• MATERIAL FOR THIS TASK
__________________________________________________
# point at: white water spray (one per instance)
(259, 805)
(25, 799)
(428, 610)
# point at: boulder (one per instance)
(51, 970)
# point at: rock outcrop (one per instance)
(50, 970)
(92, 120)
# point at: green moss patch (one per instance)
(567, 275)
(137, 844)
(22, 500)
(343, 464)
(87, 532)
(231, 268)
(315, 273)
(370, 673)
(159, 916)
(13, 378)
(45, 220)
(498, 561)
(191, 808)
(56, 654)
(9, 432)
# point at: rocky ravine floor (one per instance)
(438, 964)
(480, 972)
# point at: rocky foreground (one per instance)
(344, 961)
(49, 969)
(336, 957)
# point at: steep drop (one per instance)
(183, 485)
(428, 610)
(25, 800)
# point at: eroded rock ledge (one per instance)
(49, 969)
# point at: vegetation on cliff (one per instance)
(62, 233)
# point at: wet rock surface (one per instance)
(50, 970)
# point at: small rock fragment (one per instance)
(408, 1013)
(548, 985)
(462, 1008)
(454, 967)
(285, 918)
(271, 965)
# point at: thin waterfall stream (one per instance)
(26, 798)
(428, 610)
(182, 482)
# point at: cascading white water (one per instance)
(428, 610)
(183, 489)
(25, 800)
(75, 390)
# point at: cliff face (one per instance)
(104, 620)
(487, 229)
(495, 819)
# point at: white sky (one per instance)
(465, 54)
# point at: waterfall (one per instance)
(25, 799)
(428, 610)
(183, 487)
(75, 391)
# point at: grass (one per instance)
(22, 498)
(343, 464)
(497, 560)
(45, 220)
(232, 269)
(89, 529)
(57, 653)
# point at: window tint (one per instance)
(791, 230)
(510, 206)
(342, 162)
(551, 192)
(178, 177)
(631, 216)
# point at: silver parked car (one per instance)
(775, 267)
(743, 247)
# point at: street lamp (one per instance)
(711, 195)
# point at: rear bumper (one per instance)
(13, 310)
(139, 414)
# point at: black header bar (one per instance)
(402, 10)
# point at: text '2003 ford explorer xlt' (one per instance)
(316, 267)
__________________________________________________
• WHAT YOU HAVE TO DO
Copy the listing again with every "point at" renamed to "mark", keeping everything else the same.

• TASK ANSWER
# mark: white water spray (one per instance)
(259, 805)
(25, 799)
(428, 610)
# mark: boulder (one per instance)
(51, 970)
# mark: rock outcrop (one per instance)
(50, 970)
(92, 120)
# mark: green moss patch (one per instance)
(567, 275)
(137, 844)
(22, 500)
(343, 464)
(87, 532)
(231, 268)
(315, 273)
(370, 673)
(159, 916)
(13, 378)
(45, 220)
(498, 561)
(191, 808)
(56, 654)
(9, 432)
# mark: rocky ravine floor (one per instance)
(438, 964)
(480, 972)
# mark: rocky foreground (one per instance)
(344, 961)
(49, 969)
(336, 957)
# mark: steep drop (one per instance)
(183, 485)
(428, 610)
(25, 800)
# mark: eroded rock ledge (one per instance)
(49, 969)
# mark: vegetation on cliff (one per instance)
(62, 233)
# mark: wet rock surface (one per instance)
(50, 970)
# mark: small rock fragment (one per instance)
(408, 1013)
(548, 985)
(462, 1008)
(454, 967)
(285, 918)
(271, 965)
# mark: thin waterfall stream (one per instance)
(26, 798)
(428, 610)
(182, 482)
# mark: cascading white water (one per instance)
(428, 610)
(183, 489)
(25, 800)
(75, 390)
# mark: cliff face (one per instance)
(104, 620)
(487, 229)
(495, 819)
# mark: white sky (one per instance)
(465, 54)
# mark: waterfall (one per instance)
(25, 799)
(428, 610)
(183, 487)
(75, 391)
# mark: grass (one per instance)
(22, 498)
(343, 464)
(497, 560)
(45, 220)
(232, 269)
(89, 529)
(57, 653)
# mark: window tint (one per instance)
(791, 230)
(510, 206)
(342, 162)
(551, 192)
(178, 177)
(631, 216)
# mark: silver parked car (one per instance)
(775, 267)
(743, 247)
# mark: street lamp (one per instance)
(711, 195)
# mark: rear bumper (one per instance)
(13, 310)
(139, 414)
# mark: black header bar (one per instance)
(402, 10)
# mark: text '2003 ford explorer xlt' (one per instance)
(316, 267)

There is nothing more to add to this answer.